++++ Recorded data ++++
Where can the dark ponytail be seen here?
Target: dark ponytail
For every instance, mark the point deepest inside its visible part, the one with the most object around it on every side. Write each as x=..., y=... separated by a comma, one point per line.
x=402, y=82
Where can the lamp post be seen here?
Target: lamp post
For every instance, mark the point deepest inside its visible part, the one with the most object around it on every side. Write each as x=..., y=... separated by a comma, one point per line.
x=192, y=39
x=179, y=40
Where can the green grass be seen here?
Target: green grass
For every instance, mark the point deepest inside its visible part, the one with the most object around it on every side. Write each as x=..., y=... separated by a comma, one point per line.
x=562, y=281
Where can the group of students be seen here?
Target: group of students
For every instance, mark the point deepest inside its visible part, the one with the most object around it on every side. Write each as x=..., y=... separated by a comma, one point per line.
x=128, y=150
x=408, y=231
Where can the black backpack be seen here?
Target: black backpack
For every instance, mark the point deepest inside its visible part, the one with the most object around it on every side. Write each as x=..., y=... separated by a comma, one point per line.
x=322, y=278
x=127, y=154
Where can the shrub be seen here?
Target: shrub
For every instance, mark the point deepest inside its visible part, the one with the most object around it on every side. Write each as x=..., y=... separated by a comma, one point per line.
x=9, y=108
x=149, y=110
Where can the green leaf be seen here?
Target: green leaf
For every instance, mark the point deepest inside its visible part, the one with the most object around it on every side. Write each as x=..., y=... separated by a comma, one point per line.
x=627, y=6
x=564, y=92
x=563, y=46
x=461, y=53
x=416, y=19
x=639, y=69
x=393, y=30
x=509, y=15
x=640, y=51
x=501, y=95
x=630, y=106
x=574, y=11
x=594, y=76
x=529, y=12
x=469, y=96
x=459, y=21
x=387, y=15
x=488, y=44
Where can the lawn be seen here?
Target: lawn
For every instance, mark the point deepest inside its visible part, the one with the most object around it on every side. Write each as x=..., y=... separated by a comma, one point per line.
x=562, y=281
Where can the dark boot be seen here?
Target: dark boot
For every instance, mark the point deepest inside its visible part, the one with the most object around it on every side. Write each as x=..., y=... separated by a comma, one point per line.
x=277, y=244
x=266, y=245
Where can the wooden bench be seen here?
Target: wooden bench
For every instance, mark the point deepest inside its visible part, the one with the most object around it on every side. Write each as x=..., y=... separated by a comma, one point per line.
++++
Give every line of the rows above as a numbered list, leaving out any blank lines.

### Reply
1. Where can the dark ponytail be seen here?
2. Target: dark ponytail
3. For every instance, mark the point deepest inside its visible part, the one with the most object around it on every side. Write each as x=..., y=... separated by a comma, one point per line.
4. x=402, y=82
5. Where can the lamp post be seen here?
6. Target: lamp post
7. For every instance, mark the point deepest inside its visible part, the one with the most object around it on every side. Write each as x=..., y=... separated by a comma, one point per line.
8. x=192, y=39
9. x=179, y=40
10. Where can the green grass be seen here?
11. Target: green grass
12. For every instance, mark the point deepest inside its visible part, the one with the most object around it on every side. Write each as x=..., y=... separated by a comma, one point per line.
13. x=562, y=281
14. Where can the group of students be seen here?
15. Target: group of students
16. For every instance, mark the point deepest inside its visible part, the one with the most object around it on every side. Write each as x=..., y=... separated by a comma, one point per line.
17. x=128, y=150
18. x=408, y=231
19. Where can the black backpack be seen here?
20. Target: black backpack
21. For every instance, mark the point deepest inside its visible part, the one with the most object around it on every side. Write each as x=..., y=... separated by a comma, one point per line.
22. x=322, y=278
23. x=127, y=154
24. Where can the shrub be seen here?
25. Target: shrub
26. For every instance, mark the point deepest inside its visible part, the one with the most object around it on every side. Write each as x=..., y=... separated by a comma, one point per line.
27. x=9, y=108
28. x=149, y=110
29. Where can the green leaf be seen here?
30. Target: green leaf
31. For every instance, mark the point deepest inside its visible part, the one with the most object around it on every side. Write each as x=..., y=... separated by a comma, one point per line.
32. x=627, y=6
33. x=564, y=92
34. x=563, y=46
35. x=461, y=53
36. x=416, y=19
37. x=639, y=69
38. x=393, y=30
39. x=509, y=15
40. x=640, y=51
41. x=501, y=95
42. x=630, y=106
43. x=574, y=11
44. x=594, y=76
45. x=529, y=12
46. x=469, y=96
47. x=459, y=21
48. x=387, y=15
49. x=488, y=44
50. Where can the lawn be seen here?
51. Target: lawn
52. For every instance, mark the point deepest inside its visible part, the one with the most object around it on every side. Write each as x=..., y=... separated by a comma, one point per line.
53. x=562, y=281
54. Where can the dark boot be seen here?
55. Target: dark boot
56. For every instance, mark the point deepest inside its visible part, the one with the most object around it on every side. Write each as x=..., y=... separated by a comma, one point per line.
57. x=277, y=244
58. x=266, y=245
59. Where can the wooden bench be seen here?
60. Target: wooden bench
61. For every instance, mark the point deepest inside its visible part, the one with the most object around it on every side. Write each as x=..., y=... separated by a comma, one point per line.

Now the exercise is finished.